### Referring expression pointing data
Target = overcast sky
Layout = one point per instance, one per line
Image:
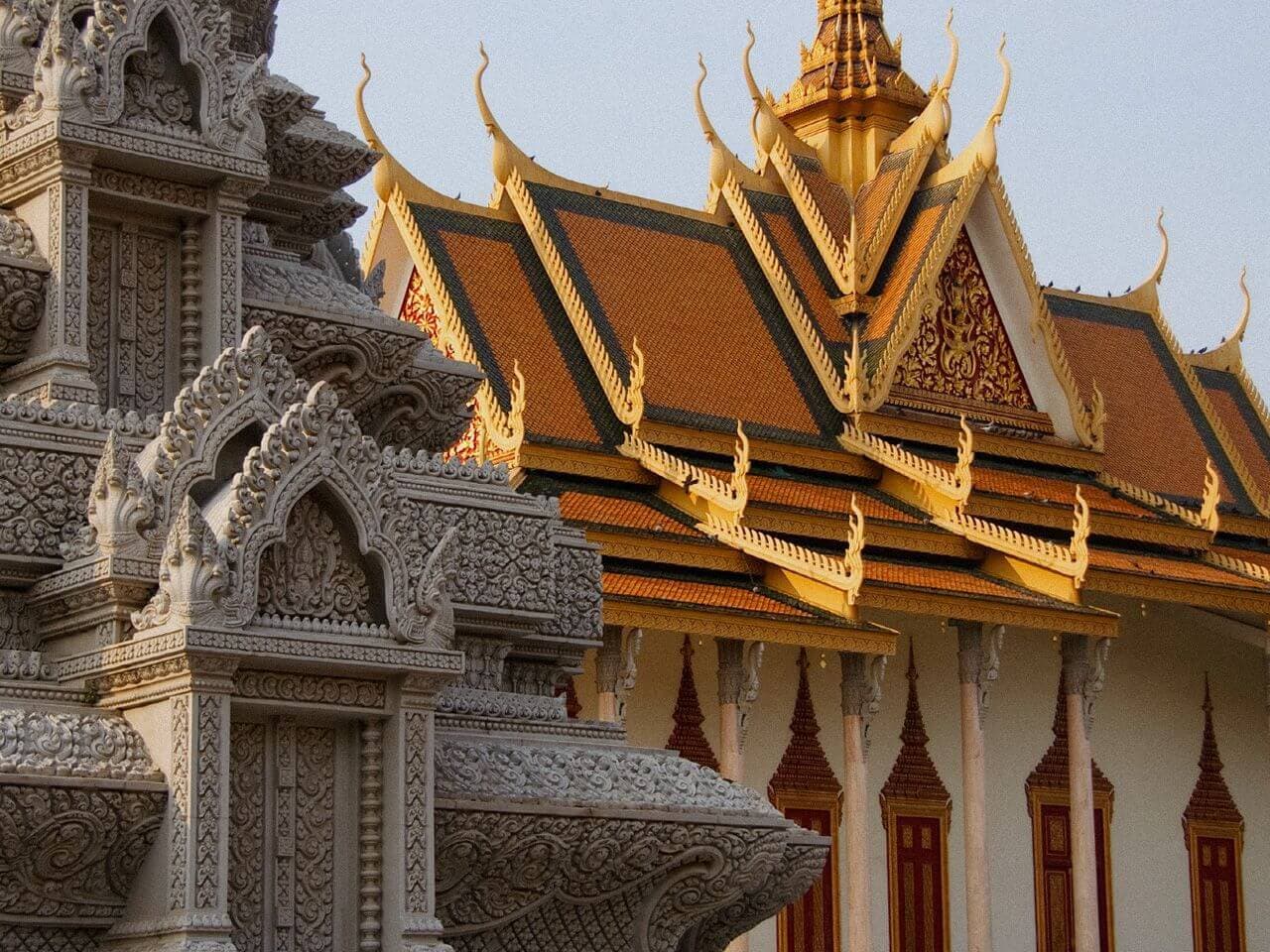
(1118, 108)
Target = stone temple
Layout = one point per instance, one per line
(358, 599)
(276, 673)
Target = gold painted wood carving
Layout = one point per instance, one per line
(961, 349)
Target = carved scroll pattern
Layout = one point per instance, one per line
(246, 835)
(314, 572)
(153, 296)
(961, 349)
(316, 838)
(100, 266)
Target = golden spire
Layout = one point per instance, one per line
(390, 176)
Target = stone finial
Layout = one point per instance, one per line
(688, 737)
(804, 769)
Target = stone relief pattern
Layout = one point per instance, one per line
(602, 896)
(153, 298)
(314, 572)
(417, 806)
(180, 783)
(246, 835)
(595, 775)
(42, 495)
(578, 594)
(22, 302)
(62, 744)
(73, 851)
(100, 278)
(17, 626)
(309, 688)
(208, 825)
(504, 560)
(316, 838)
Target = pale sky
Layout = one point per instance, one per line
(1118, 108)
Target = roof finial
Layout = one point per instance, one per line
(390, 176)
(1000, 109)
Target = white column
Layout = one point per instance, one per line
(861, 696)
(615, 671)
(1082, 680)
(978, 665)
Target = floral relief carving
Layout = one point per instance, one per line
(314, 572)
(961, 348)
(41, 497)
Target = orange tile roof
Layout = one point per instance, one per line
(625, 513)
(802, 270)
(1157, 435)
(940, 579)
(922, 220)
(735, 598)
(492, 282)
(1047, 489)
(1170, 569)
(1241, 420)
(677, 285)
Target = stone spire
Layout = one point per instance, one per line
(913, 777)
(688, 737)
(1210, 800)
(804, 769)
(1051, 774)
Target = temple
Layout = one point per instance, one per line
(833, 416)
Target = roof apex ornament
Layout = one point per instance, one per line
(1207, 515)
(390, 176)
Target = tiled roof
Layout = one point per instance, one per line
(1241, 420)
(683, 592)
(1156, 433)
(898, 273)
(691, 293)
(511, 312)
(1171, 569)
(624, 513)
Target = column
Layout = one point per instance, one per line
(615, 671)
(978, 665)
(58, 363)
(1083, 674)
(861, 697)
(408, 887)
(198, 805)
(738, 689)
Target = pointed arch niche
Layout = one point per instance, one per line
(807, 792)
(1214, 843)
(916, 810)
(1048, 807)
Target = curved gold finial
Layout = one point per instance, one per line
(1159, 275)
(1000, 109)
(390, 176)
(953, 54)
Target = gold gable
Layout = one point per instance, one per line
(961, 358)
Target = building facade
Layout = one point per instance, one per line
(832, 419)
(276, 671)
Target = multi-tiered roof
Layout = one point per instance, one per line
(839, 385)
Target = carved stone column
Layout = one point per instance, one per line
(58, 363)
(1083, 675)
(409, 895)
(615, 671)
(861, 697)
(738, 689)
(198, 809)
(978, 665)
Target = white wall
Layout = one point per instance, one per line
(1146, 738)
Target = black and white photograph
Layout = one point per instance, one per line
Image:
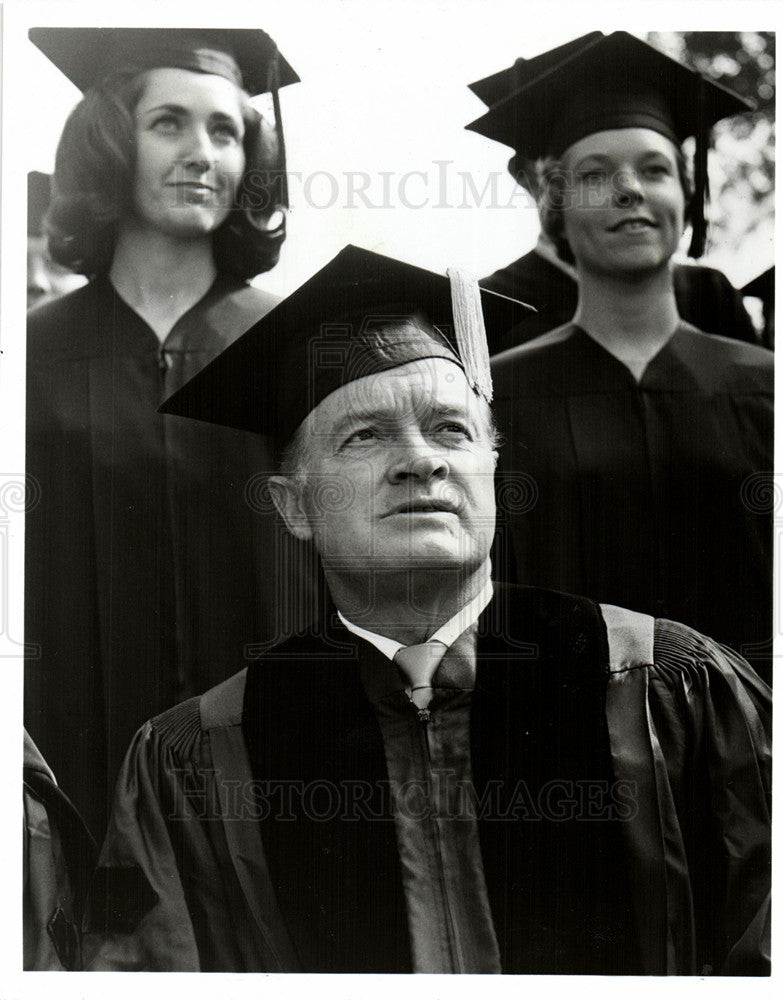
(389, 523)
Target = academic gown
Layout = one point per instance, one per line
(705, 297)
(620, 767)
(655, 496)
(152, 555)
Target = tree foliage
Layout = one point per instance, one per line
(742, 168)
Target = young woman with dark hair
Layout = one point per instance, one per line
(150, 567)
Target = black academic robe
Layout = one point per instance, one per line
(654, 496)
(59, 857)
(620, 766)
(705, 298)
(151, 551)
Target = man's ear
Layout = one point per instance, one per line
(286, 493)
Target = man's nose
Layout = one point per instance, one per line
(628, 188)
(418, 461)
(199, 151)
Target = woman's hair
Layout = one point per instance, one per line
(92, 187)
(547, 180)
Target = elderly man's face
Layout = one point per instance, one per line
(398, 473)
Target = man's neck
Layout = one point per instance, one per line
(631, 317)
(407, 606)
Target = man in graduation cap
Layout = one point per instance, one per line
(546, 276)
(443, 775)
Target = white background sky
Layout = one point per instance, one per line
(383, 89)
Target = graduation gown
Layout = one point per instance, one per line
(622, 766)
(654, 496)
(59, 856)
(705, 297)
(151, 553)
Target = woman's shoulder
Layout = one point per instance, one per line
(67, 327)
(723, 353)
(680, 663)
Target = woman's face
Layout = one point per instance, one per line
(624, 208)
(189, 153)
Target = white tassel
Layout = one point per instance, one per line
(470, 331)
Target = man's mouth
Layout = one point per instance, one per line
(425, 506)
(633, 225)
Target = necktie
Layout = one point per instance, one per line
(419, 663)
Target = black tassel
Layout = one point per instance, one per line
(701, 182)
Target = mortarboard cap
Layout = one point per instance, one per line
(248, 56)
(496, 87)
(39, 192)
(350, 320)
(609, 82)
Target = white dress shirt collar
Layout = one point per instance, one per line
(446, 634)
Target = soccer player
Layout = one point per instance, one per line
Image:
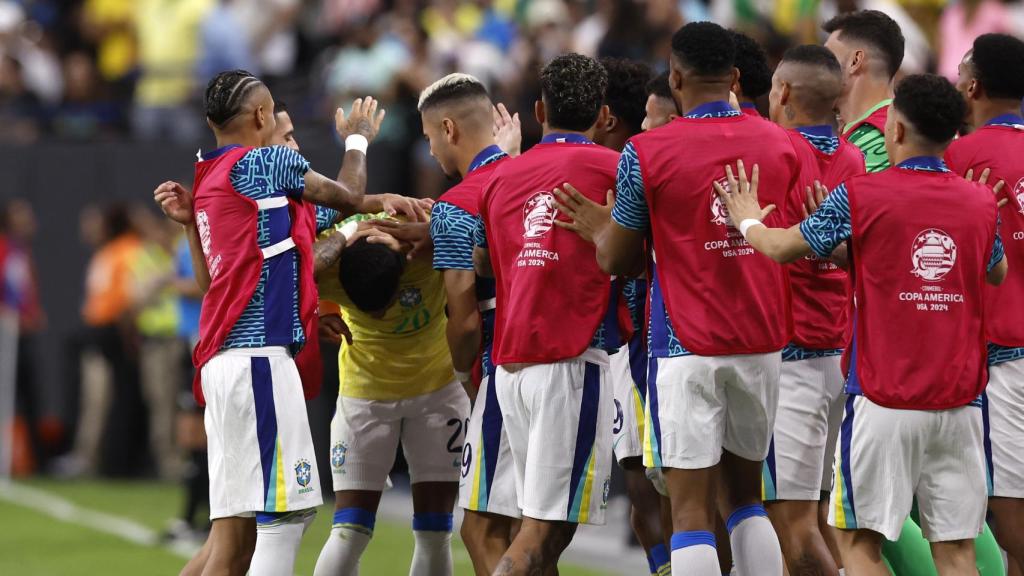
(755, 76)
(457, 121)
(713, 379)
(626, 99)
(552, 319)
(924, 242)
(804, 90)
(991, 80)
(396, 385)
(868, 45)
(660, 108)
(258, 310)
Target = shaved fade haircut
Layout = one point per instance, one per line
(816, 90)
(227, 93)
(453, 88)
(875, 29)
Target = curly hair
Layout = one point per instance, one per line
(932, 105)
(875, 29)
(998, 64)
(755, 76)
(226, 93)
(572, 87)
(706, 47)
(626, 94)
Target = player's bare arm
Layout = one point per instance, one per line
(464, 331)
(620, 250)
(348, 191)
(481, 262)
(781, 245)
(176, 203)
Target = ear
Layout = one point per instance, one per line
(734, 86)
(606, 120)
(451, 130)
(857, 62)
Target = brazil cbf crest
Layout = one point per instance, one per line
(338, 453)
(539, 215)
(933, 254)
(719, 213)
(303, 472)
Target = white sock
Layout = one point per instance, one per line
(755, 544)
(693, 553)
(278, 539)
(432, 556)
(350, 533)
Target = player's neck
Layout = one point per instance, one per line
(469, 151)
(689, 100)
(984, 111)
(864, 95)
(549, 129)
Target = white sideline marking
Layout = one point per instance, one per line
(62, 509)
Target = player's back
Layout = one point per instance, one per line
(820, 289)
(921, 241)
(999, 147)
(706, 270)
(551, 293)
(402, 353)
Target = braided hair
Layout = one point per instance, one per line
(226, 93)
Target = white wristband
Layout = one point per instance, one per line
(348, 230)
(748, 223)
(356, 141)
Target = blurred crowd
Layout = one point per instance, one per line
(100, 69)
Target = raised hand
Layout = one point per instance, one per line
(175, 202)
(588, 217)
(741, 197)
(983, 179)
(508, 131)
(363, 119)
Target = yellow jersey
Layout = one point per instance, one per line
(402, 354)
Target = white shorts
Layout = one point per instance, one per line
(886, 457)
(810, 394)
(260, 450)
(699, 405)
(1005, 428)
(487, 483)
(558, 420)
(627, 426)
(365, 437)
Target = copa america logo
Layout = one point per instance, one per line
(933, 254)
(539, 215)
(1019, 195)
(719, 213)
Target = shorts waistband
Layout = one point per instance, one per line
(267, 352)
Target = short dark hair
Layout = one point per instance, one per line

### THE TASK
Give back, exactly as written, the stretch from the line with "Target = white shorts" through the line with "Target = shorts waistband", and no other lines from the records above.

### SOLUTION BELOW
Target = white shorts
Layout = one point per instance, one per line
(886, 457)
(810, 394)
(260, 450)
(699, 405)
(1005, 428)
(487, 483)
(558, 420)
(627, 426)
(365, 437)
Target = copa america logo
Layout = one point per instance, one per line
(933, 254)
(539, 215)
(1019, 195)
(719, 213)
Target = shorts waistband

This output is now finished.